Return every line of the records, exact and in full, until you have returned the line with "Reviewer note: check that each instance of the blue water", and include none of the pictures.

(Extracted material)

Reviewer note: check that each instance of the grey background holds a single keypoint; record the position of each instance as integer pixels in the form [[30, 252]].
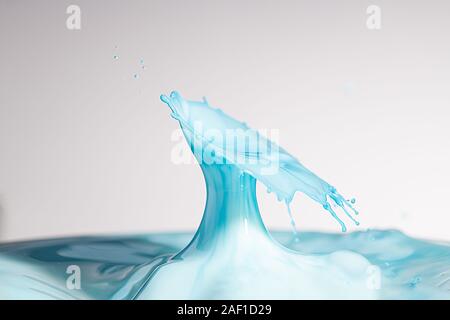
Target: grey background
[[85, 147]]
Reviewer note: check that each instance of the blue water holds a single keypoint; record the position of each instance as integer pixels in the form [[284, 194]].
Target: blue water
[[232, 255]]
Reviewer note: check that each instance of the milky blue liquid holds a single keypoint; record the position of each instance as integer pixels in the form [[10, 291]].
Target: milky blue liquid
[[232, 255]]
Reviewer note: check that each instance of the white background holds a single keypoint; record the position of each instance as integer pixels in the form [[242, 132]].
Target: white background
[[85, 148]]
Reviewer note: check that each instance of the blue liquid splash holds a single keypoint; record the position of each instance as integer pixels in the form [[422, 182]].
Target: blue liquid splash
[[232, 255]]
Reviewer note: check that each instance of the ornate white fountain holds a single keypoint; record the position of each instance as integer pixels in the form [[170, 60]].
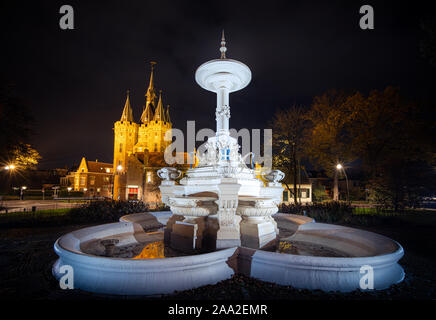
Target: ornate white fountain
[[221, 205], [212, 199]]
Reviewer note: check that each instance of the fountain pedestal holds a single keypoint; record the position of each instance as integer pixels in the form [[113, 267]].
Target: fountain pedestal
[[228, 232], [222, 172]]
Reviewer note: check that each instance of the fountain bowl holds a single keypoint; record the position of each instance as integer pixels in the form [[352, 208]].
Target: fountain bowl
[[122, 276]]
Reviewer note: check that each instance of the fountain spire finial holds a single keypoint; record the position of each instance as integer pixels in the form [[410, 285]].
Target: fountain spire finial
[[223, 48]]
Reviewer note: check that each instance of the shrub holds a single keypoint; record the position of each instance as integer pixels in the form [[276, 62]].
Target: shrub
[[106, 211], [332, 211]]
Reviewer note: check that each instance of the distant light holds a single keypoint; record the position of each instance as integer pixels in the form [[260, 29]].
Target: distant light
[[10, 167]]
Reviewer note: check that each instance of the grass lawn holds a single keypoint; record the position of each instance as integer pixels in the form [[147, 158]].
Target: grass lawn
[[27, 256]]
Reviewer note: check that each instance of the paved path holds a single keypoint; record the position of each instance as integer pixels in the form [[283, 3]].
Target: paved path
[[26, 205]]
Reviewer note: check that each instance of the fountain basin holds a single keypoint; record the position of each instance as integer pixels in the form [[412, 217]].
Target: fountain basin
[[164, 276], [136, 276], [360, 249]]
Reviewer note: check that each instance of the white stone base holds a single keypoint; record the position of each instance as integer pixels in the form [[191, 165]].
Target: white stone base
[[257, 233]]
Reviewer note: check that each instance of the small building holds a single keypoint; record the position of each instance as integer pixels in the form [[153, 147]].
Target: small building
[[304, 193], [93, 178], [304, 189]]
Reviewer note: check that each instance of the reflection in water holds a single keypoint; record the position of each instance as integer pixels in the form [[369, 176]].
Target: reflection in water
[[154, 250], [307, 249]]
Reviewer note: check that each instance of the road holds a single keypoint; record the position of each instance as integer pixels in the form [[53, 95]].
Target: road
[[26, 205]]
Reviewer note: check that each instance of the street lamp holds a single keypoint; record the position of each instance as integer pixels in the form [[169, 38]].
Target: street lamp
[[341, 167], [22, 192], [10, 167], [119, 169]]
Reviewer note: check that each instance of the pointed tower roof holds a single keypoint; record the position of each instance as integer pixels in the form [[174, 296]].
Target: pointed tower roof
[[147, 114], [151, 92], [168, 119], [127, 111], [159, 114]]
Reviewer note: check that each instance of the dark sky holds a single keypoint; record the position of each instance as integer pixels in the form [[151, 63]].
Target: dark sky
[[75, 81]]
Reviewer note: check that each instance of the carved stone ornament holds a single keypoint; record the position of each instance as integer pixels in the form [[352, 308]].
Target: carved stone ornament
[[274, 176], [168, 173]]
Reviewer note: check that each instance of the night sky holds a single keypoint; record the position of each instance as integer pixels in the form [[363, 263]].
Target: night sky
[[75, 81]]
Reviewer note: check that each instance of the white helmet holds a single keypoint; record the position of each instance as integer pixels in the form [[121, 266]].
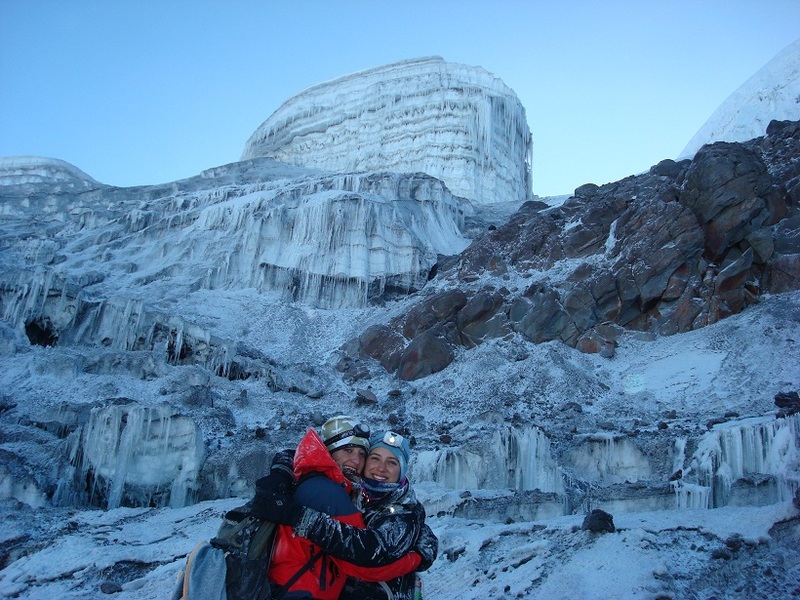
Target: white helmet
[[343, 431]]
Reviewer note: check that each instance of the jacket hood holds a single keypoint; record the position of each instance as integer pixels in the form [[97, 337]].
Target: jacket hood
[[312, 456]]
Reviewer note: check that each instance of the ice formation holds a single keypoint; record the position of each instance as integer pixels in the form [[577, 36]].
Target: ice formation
[[518, 459], [328, 241], [758, 452], [772, 93], [454, 122], [748, 462], [133, 455]]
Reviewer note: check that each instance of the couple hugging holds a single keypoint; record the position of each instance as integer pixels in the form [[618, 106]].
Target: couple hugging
[[350, 523]]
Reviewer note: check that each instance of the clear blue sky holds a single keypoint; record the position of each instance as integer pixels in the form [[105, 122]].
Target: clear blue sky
[[140, 92]]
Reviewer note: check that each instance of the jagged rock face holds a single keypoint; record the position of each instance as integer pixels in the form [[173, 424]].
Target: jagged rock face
[[454, 122], [678, 248]]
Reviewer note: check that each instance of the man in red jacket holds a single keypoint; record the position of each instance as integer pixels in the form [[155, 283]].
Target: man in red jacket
[[323, 486]]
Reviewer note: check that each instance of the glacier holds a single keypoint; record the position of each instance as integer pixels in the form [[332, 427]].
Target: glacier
[[771, 93], [160, 342], [454, 122]]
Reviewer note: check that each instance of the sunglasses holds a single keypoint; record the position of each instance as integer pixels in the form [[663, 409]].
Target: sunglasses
[[393, 439], [358, 430]]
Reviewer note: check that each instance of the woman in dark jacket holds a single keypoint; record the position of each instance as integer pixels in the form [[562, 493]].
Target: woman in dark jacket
[[318, 466], [394, 518]]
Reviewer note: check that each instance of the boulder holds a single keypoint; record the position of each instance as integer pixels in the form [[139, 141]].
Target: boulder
[[427, 353], [598, 521]]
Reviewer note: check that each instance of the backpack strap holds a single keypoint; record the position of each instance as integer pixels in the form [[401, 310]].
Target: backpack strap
[[281, 590]]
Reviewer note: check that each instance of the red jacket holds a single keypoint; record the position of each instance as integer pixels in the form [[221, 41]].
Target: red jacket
[[331, 494]]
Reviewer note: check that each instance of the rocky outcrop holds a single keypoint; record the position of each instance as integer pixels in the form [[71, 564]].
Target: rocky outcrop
[[674, 249]]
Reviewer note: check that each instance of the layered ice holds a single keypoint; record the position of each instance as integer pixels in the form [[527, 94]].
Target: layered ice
[[458, 123]]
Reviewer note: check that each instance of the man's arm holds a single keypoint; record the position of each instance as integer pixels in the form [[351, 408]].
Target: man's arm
[[398, 568], [386, 538]]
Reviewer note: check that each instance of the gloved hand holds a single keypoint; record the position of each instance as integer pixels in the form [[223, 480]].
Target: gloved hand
[[283, 462], [427, 547], [273, 500]]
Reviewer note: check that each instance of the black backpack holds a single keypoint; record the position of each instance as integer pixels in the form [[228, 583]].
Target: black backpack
[[245, 544]]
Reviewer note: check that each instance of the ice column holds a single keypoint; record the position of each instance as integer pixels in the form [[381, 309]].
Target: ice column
[[735, 451], [139, 455], [515, 458]]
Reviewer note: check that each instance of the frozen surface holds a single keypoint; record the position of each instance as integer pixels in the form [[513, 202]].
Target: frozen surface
[[772, 93], [454, 122]]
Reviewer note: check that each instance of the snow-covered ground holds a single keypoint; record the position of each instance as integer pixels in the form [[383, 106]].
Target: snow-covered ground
[[747, 551]]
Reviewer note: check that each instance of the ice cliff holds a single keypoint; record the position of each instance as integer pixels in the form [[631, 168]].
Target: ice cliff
[[454, 122]]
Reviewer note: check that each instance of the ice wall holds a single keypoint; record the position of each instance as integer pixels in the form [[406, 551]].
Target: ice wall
[[736, 456], [454, 122], [134, 456], [605, 459], [519, 459]]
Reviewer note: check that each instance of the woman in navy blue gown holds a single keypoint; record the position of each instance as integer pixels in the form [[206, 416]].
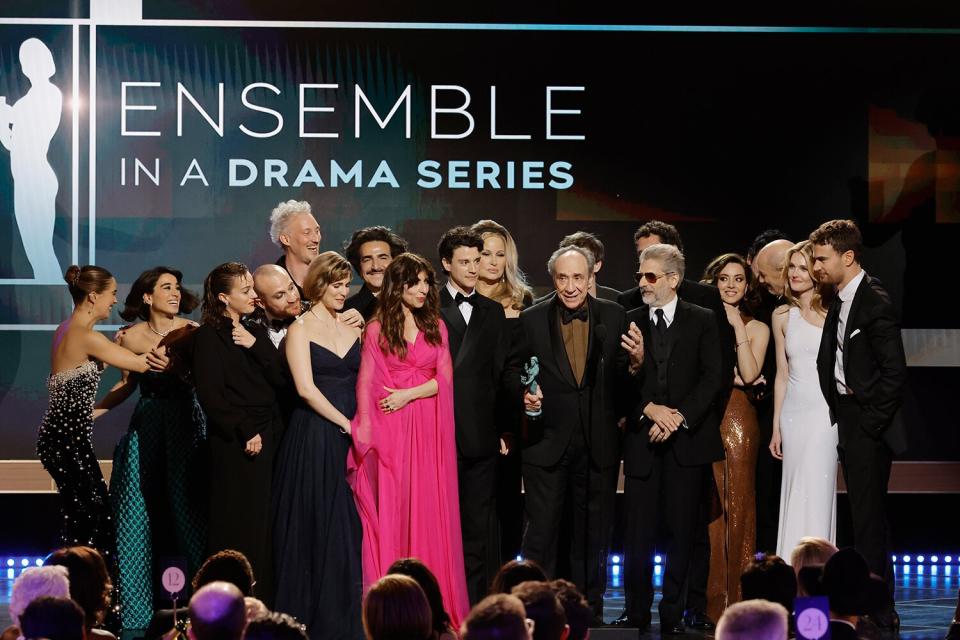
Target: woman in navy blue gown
[[317, 533]]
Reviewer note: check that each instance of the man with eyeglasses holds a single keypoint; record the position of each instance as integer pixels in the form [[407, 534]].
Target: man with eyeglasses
[[707, 296], [671, 439]]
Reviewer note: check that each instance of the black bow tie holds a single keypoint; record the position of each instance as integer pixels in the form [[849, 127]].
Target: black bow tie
[[569, 315]]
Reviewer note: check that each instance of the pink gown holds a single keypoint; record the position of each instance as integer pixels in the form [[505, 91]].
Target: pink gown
[[403, 467]]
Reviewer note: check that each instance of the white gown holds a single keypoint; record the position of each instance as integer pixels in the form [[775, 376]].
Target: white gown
[[808, 493]]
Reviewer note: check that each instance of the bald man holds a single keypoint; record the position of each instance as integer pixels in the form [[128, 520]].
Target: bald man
[[217, 612], [279, 298], [769, 265]]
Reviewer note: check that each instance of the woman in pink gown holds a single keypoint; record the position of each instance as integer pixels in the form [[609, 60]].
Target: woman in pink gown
[[403, 464]]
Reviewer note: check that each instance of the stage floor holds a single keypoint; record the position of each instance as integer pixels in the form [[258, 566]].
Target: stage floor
[[926, 598]]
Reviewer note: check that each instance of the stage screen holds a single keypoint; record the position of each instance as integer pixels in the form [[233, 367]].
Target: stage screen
[[174, 140]]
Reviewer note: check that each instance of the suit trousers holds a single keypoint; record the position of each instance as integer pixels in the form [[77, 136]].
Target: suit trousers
[[668, 497], [591, 491], [478, 523], [866, 461]]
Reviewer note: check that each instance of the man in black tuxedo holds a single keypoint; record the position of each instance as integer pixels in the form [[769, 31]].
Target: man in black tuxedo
[[584, 348], [672, 438], [862, 371], [369, 251], [477, 337], [707, 296]]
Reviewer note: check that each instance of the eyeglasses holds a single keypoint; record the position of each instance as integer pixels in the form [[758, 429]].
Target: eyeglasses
[[650, 276]]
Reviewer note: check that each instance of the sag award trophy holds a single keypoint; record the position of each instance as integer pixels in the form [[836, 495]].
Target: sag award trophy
[[529, 381]]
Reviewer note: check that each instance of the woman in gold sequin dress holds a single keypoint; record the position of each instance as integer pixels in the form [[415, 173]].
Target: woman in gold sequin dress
[[733, 524]]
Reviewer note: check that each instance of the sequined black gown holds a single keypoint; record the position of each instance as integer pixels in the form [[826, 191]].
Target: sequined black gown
[[65, 447]]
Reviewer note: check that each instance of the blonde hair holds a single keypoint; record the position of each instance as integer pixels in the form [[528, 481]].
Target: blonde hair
[[811, 551], [513, 290], [396, 609], [324, 270], [804, 248], [280, 217]]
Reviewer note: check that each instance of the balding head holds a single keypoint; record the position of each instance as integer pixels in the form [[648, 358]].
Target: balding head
[[217, 612], [277, 295], [770, 263]]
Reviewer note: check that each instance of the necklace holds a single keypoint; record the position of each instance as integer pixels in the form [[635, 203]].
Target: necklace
[[162, 334]]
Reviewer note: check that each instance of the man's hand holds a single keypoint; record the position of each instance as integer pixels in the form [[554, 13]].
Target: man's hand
[[158, 359], [242, 337], [632, 343], [351, 318], [533, 402], [664, 417]]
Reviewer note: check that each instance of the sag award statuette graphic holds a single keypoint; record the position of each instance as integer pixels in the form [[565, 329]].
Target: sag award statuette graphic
[[26, 129], [529, 380]]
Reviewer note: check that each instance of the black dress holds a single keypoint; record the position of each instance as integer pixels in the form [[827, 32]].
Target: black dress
[[65, 447], [235, 386], [316, 529]]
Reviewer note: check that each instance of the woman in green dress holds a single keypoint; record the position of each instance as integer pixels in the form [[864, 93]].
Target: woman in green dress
[[156, 494]]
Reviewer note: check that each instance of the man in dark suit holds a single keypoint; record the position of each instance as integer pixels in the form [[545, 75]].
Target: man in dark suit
[[671, 440], [590, 242], [477, 338], [584, 349], [707, 296], [862, 371], [370, 251]]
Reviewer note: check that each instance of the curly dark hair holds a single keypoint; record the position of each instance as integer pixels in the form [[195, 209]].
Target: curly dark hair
[[751, 295], [667, 233], [372, 234], [135, 308], [90, 584], [431, 588], [218, 281], [228, 565], [404, 271]]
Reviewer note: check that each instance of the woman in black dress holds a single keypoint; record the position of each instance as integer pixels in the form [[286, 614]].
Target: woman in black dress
[[236, 369], [316, 530]]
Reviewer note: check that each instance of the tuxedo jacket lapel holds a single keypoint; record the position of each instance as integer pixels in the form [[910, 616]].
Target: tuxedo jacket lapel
[[473, 330], [561, 360]]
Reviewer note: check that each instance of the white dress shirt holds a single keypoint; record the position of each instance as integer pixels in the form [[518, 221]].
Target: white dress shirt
[[846, 296], [669, 310], [466, 309]]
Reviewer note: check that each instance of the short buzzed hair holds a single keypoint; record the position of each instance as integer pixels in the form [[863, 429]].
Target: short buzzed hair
[[587, 255], [753, 620], [585, 240], [497, 617], [667, 233], [842, 235], [669, 255]]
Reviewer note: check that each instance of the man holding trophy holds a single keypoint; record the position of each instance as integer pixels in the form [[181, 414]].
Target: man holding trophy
[[572, 371]]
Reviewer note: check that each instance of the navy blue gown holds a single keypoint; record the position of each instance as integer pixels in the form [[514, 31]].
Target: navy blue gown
[[317, 534]]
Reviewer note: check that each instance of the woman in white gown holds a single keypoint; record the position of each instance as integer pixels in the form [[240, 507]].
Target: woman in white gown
[[803, 434]]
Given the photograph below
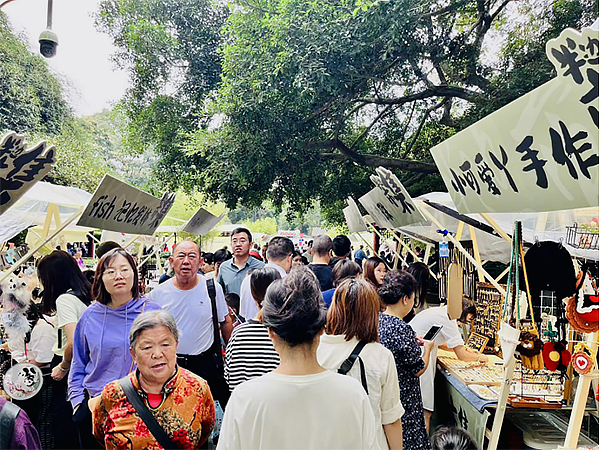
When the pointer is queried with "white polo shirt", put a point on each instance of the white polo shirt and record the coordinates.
(193, 313)
(449, 334)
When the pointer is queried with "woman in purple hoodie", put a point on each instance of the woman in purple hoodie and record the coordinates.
(101, 342)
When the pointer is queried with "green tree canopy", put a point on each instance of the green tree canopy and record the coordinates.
(315, 94)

(End Extracted material)

◆ Task result ◆
Reviewer note: check that each instance of the grey background holds a single keypoint; record the position of each instance as integer pixels in the form [[30, 252]].
Target: grey background
[[85, 147]]
Reviewer note: check that each instance of the blue water holds a single keypoint; record the position of each instance as integer pixels in the form [[284, 194]].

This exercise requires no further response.